> _Work to be completed_
Retype every line of the data below word for word, dropping the pictures from your copy.

[Dataset rows]
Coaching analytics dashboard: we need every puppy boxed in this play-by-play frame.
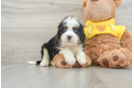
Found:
[28,16,86,67]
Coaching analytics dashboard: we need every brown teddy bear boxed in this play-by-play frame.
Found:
[83,0,134,68]
[53,0,134,68]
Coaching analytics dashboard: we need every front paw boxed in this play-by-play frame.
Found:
[64,55,76,65]
[76,52,86,65]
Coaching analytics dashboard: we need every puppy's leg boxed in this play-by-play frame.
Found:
[40,48,50,67]
[76,48,86,65]
[60,49,76,65]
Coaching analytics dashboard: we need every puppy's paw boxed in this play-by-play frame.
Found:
[40,60,49,67]
[64,55,76,65]
[76,52,86,65]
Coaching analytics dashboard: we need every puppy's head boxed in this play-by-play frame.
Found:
[57,16,85,44]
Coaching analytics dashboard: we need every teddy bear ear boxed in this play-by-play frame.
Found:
[113,0,122,7]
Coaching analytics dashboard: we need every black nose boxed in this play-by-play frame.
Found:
[67,35,72,40]
[91,0,99,2]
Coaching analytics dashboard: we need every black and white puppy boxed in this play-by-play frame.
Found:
[28,16,86,67]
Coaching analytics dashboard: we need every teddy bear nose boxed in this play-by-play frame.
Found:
[91,0,99,2]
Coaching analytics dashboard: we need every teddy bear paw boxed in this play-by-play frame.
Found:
[98,50,127,68]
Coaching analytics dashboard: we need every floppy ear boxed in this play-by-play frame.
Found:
[113,0,122,7]
[82,0,88,12]
[80,25,86,43]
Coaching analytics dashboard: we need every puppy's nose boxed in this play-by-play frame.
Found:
[67,35,72,40]
[90,0,99,2]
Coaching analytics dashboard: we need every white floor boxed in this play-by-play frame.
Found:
[1,63,132,88]
[1,0,134,88]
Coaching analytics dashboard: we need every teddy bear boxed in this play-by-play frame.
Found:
[53,0,134,68]
[83,0,134,68]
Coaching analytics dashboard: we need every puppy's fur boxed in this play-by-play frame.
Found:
[28,16,86,66]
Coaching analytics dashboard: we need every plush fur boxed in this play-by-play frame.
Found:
[83,0,134,68]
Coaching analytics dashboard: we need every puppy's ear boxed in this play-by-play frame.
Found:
[113,0,122,7]
[80,24,86,43]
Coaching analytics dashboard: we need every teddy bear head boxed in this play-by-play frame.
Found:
[83,0,122,22]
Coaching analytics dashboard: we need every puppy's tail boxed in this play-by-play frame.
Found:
[27,61,41,65]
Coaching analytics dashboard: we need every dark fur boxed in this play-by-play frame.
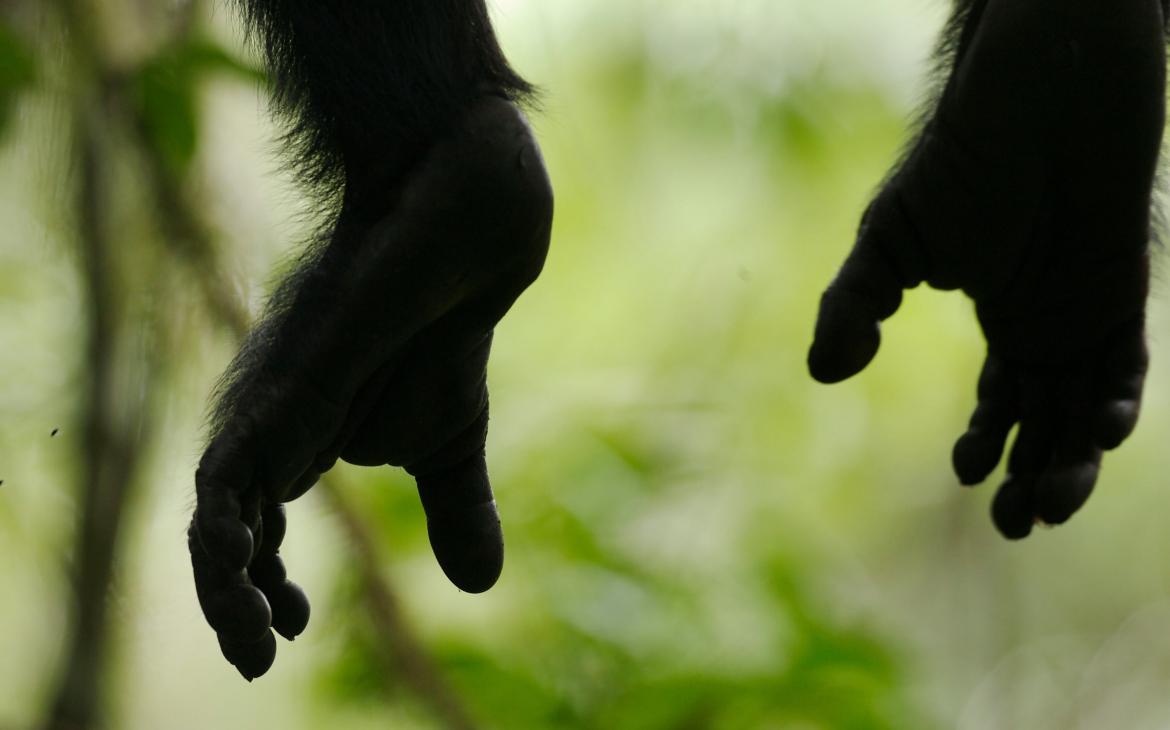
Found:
[212,0,536,433]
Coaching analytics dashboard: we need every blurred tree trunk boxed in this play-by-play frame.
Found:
[44,0,153,730]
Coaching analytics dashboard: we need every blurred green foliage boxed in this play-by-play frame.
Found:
[0,0,1170,730]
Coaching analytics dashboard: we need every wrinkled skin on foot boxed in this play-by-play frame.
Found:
[808,0,1165,539]
[188,97,552,680]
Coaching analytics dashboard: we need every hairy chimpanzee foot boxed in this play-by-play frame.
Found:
[188,96,552,680]
[808,0,1165,539]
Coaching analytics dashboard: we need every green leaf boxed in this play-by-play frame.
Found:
[135,39,264,173]
[0,22,36,135]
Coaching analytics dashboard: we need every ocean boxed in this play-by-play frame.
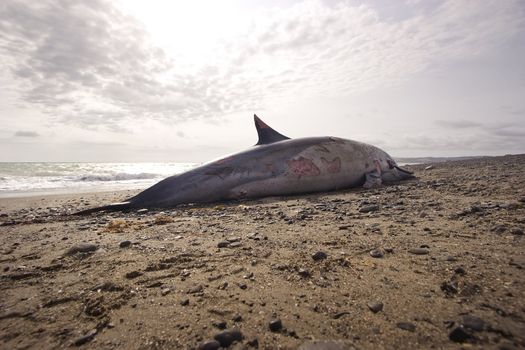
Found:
[0,162,198,198]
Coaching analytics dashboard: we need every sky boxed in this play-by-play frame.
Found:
[0,0,525,162]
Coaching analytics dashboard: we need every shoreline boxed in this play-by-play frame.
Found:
[0,155,525,350]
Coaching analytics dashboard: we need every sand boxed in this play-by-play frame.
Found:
[0,155,525,349]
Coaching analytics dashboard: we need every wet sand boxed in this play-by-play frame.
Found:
[0,155,525,349]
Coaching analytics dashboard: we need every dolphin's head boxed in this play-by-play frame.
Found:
[381,157,415,182]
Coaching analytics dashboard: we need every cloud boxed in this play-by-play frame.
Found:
[435,120,482,129]
[15,130,40,137]
[0,0,523,132]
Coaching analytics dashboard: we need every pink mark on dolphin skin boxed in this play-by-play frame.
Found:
[216,156,233,164]
[287,157,321,177]
[321,157,341,174]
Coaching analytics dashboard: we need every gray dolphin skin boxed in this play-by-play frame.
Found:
[77,115,414,214]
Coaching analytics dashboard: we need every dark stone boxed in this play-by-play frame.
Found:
[441,281,458,296]
[126,271,143,279]
[217,241,230,248]
[369,249,383,259]
[312,251,328,261]
[66,243,98,255]
[408,248,429,255]
[246,338,259,348]
[359,204,379,213]
[73,329,97,346]
[366,302,383,314]
[448,326,474,343]
[197,340,221,350]
[118,241,131,248]
[297,268,311,278]
[396,322,416,332]
[268,318,283,332]
[454,266,466,275]
[299,340,349,350]
[461,315,485,332]
[212,321,228,329]
[188,284,204,294]
[213,329,244,348]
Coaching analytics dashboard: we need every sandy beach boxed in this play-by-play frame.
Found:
[0,155,525,349]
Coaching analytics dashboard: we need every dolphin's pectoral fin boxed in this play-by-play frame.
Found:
[253,114,290,145]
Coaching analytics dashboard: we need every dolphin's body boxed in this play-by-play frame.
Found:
[79,116,413,214]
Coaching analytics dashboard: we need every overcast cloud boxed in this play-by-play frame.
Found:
[0,0,525,161]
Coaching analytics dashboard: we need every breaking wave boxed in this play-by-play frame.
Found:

> _Task result_
Coaching analytics dashboard: we need every puppy boxed in this play-by-play frame.
Found:
[28,16,86,67]
Coaching analytics dashboard: we need every brown teddy bear boxed in this play-by-play frame.
Found:
[83,0,134,68]
[53,0,134,68]
Coaching analytics dashboard: we need every front paw boxed in this play-by-play frame.
Found:
[64,55,76,65]
[76,52,86,65]
Coaching analytics dashboard: we need every puppy's leg boxed in this play-by-play frame.
Found:
[40,48,50,67]
[76,48,86,65]
[60,49,76,65]
Coaching analytics dashboard: we need every puppy's paw boxed in this play-by-play frame.
Found:
[40,60,49,67]
[64,55,76,65]
[76,52,86,65]
Coaching analytics dashboard: we need every puppy's head boxed in this play-by-play frame.
Found:
[57,16,85,44]
Coaching analytics dashboard: we need every teddy bear ear boxed in this play-by-play frame.
Found:
[113,0,122,7]
Coaching analytics dashboard: we need every black nose boxed in this play-by-play frame.
Found:
[67,35,72,40]
[91,0,99,2]
Coaching analytics dashboard: we need every black and white puppy boxed in this play-by-play frame.
Found:
[28,16,86,67]
Coaching analytics dashboard: we need every teddy bear nose boxed in this play-by-play frame.
Found:
[91,0,99,2]
Coaching analytics dashboard: we need every teddy bear paw boxed in this play-by-play frame.
Found:
[98,50,127,68]
Coaching analytics dashboard: we need every floppy ear boxed in this play-by-play frame.
Found:
[113,0,122,7]
[82,0,88,12]
[80,25,86,43]
Coaching analytics dashboard: we need every puppy's nose boxed in this play-by-play frame.
Found:
[67,35,72,40]
[90,0,99,2]
Coaching analytics dashboard: we need every white floor boxed in this play-by-play frame.
Found:
[1,63,132,88]
[1,0,134,88]
Coaching analytics dashboard: we need every teddy bear boxed in this play-by-play frame.
Found:
[53,0,134,68]
[83,0,134,68]
Coaching analytics dashboard: we need every puppy's fur boxed in this play-by-play frame.
Found:
[28,16,86,66]
Coaching analytics dashboard: we need every plush fur boxed in this play-by-play frame.
Found:
[83,0,134,68]
Coaching analytics dashboard: we need every puppy's ear boxed in this play-by-play frame.
Found:
[113,0,122,7]
[80,24,86,43]
Coaching analytics dashboard: we need every teddy bear head boxed in this play-by-play frame.
Found:
[83,0,122,22]
Coaching analytics dashboard: we need every puppy's tail boxed in this play-by-play frame.
Found:
[27,61,41,65]
Coaching analytics dashboard: we need every dark fur boxed in this play-by-play frame.
Found:
[212,0,536,433]
Coaching analytics dashboard: we need every blurred tree trunk boxed in this play-by-play frame.
Found:
[44,0,153,730]
Coaching analytics dashboard: we need every blurred green foliage boxed in this play-by-play frame.
Found:
[0,0,1170,730]
Coaching analytics dashboard: we need every wrinkled skin on foot boxed in this play-by-play frame.
Found:
[808,0,1165,539]
[188,97,552,680]
Coaching analytics dashboard: we need every hairy chimpanzee foot boxed in this play-by-play frame.
Found:
[188,96,552,680]
[808,0,1165,539]
Coaching analytics dashboard: we need every green leaf boxed in this play-by-play frame.
Found:
[135,39,264,173]
[0,22,36,135]
Coaching analytics dashboard: we need every ocean boxed in this play-by-play frame.
Found:
[0,162,198,198]
Coaching analytics dashboard: we need every sky boxed in this play-by-play frame.
Found:
[0,0,525,162]
Coaching analytics dashboard: we need every shoreline boxed in this play-by-play frame.
Found:
[0,155,525,350]
Coaching analytics dashboard: we need every sand boxed in this play-by-play frame.
Found:
[0,155,525,349]
Coaching analytics dashboard: we need every wet sand boxed in this play-by-play frame.
Found:
[0,155,525,349]
Coaching analytics dashboard: we need every dolphin's head boxed in this play-by-play frame.
Found:
[381,157,415,182]
Coaching analytics dashboard: we need every cloud boxed in this play-by-play frame.
Found:
[435,120,482,129]
[15,130,40,137]
[0,0,523,132]
Coaching analytics dashboard: we need every pink mark on dolphin skin boxed in this play-by-play frame.
Found:
[216,156,233,164]
[287,157,321,177]
[321,157,341,174]
Coaching analytics dashboard: we need every gray dolphin skin boxed in this play-by-play frame.
Found:
[77,115,414,214]
Coaching analytics dashboard: we need every dark stone boxed in this play-by-play frame.
Found:
[441,281,458,296]
[126,271,143,279]
[217,241,230,248]
[369,249,383,259]
[312,251,328,261]
[66,243,98,255]
[408,248,429,255]
[246,338,259,348]
[359,204,379,213]
[73,329,97,346]
[366,302,383,314]
[448,326,474,343]
[197,340,221,350]
[118,241,131,248]
[297,268,311,278]
[396,322,416,332]
[268,318,283,332]
[454,266,466,275]
[299,340,349,350]
[461,315,485,332]
[212,321,228,329]
[188,284,204,294]
[213,329,244,348]
Coaching analytics dashboard: we need every sandy beach boxed in this play-by-play frame.
Found:
[0,155,525,349]
Coaching analytics dashboard: we need every dolphin's pectoral fin boxed in this play-by-play frame.
Found:
[253,114,290,145]
Coaching analytics dashboard: we need every dolphin's body boxed in this play-by-play frame.
Found:
[79,116,413,214]
Coaching analytics dashboard: we need every overcast cloud boxed in this play-by-play frame.
Found:
[0,0,525,161]
Coaching analytics dashboard: we need every breaking wave boxed in this play-by-play frame.
Found:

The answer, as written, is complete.